In typical fashion, The Gift of the Givers is already at the world’s latest catastrophe – the earthquake that devastated swathes of Türkiye and Syria. They have taken a detachment from the SAPS K-9 unit – and they are already finding bodies alive after days trapped in the rubble.

It’s amazing, Dr Imtiaz Sooliman not only manages yet again to fly our flag high in foreign countries, stepping in where the government isn’t just scared to go but probably doesn’t care because it isn’t Russia, but also manages to start redeeming the image of the SAPS in the process.

That’s the kind of person he is. Look at the teams he puts together; they’re always like the old SAB beer ads, representative of the full spectrum of South African society, the living embodiment of the much-derided Rainbow nation. Most of them give up their highly paid, high-pressured day jobs to work for free for the Gift of The Givers, whenever he calls.

It’s almost unbelievable in this toxic era of self-absorption, graft and identity politics, but then Sooliman is no ordinary South African. He is the kind of South African that we all aspire to be, the kind of person that Nelson Mandela hoped we would all become to inherit his mantle.

But there’s another aspect to the Gift of the Givers that we tend to ignore: It is the proverbial canary in the coal mine. In the old days, miners would take canaries in bird cages underground with them as an early warning of the highly explosive, but totally invisible, methane in the air. If the canary fell off its perch, overpowered by the gas, it was time to get out – at once.

The Gift of the Givers only intervenes in places that have been visited by almost biblical-scale catastrophe – war, earthquakes, tsunamis, plague and pestilence –from one side of the globe to the other. Currently, it has teams in Palestine, Syria, Türkiye, Ukraine and Yemen. In Africa, it’s busy in Malawi, Somalia and Zimbabwe.

If you ever wake up to the sight of an arm reaching out to you clad in a green shirt and ending in a sleeve in the colours of the South African flag you’ve either been (a) buried alive, (b) about to die from starvation, (c) delirious from thirst, (d) resuscitated after being caught in a bombing raid or (e) all of the above.

These days, if you’re South African, there’s a big chance you’ve been blessed by those angels in green. Gift of the Givers has been feeding the famished, comforting the afflicted, sorting out schools, refurbishing hospitals and digging boreholes – at an increasing pace.

The government should be ashamed.

The rest of us should be truly terrified at how close the canary is to actually falling off its perch.

__What is expected__.
Return the passage of the Gift of the Givers column starting with "But there’s another" and going on through "out – at once.", copied word for word. Rely only on the text for this work.

__Material supplied__.
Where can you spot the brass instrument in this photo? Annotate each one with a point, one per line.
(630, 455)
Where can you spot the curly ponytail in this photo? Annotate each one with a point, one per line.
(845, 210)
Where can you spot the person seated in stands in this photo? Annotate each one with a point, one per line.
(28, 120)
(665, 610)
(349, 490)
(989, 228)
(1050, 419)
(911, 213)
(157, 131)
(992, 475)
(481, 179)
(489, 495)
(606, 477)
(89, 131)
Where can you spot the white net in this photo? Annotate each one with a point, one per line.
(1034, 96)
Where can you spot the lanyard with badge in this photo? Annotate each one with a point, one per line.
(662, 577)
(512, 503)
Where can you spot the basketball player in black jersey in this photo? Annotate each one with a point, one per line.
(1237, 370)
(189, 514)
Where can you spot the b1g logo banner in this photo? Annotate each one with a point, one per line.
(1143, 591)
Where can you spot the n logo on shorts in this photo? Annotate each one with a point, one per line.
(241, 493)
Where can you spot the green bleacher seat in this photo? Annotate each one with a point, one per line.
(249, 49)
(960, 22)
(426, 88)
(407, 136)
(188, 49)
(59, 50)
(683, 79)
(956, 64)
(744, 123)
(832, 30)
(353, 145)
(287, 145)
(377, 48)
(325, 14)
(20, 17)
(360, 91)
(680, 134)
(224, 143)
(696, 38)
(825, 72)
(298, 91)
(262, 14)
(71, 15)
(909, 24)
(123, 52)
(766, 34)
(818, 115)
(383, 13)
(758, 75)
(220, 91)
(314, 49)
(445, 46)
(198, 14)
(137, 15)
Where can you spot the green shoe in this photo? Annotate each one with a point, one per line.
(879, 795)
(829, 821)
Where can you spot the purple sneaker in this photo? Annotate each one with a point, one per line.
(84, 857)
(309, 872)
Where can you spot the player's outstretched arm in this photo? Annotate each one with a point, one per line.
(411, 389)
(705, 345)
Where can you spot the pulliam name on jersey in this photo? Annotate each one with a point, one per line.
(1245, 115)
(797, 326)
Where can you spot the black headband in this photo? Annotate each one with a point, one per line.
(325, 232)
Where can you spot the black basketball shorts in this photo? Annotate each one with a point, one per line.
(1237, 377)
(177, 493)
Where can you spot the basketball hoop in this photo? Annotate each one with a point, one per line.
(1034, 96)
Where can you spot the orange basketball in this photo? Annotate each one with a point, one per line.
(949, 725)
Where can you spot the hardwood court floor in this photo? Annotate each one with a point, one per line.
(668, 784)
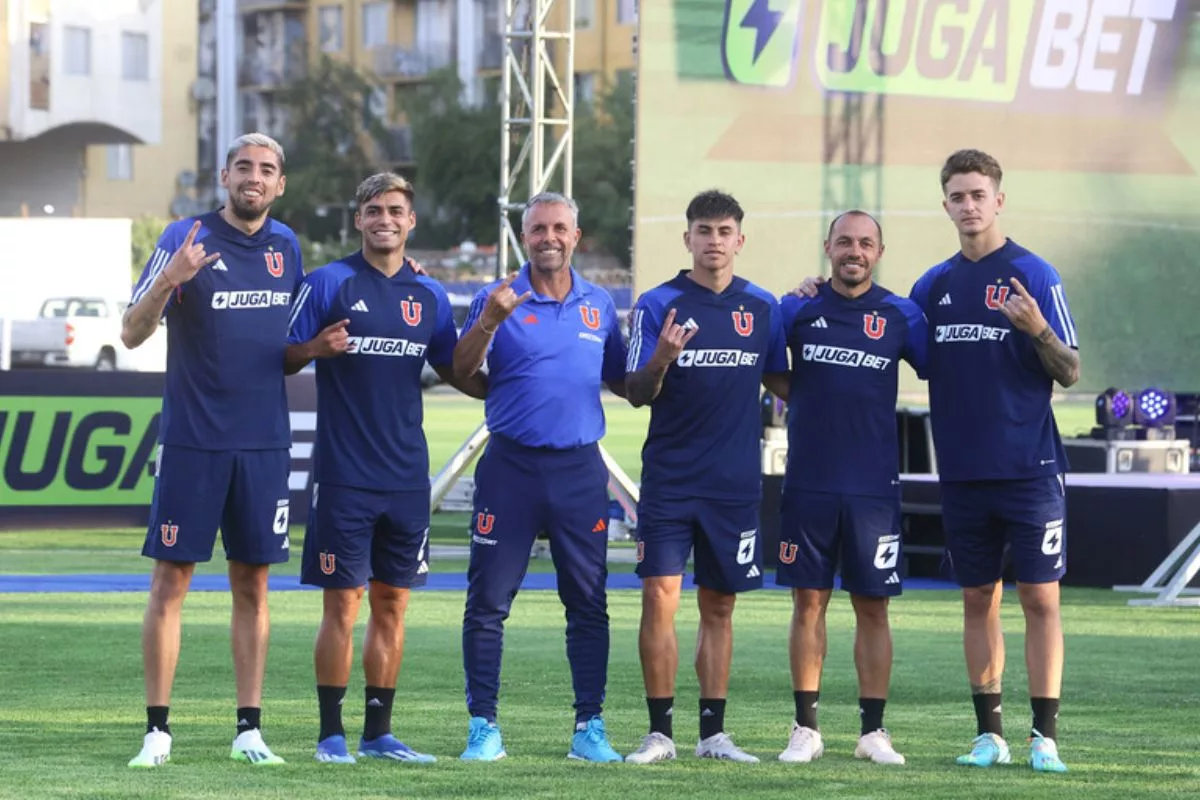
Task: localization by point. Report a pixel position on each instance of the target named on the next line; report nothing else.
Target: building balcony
(245, 6)
(411, 61)
(87, 70)
(270, 72)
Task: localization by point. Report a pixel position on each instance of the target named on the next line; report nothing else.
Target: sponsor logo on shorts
(887, 552)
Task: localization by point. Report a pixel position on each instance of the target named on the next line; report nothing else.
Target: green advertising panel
(77, 451)
(804, 108)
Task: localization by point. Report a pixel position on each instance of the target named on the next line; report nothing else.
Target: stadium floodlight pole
(538, 107)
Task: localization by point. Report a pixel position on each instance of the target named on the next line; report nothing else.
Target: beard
(244, 211)
(856, 280)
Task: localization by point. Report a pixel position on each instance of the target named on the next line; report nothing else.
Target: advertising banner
(77, 449)
(805, 108)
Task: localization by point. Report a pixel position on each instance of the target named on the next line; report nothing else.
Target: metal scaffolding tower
(538, 98)
(538, 101)
(852, 152)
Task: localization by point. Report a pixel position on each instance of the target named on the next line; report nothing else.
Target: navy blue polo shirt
(547, 361)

__Result for this task__.
But there’s another aspect to the Gift of the Givers that we tend to ignore: It is the proverbial canary in the coal mine. In the old days, miners would take canaries in bird cages underground with them as an early warning of the highly explosive, but totally invisible, methane in the air. If the canary fell off its perch, overpowered by the gas, it was time to get out – at once.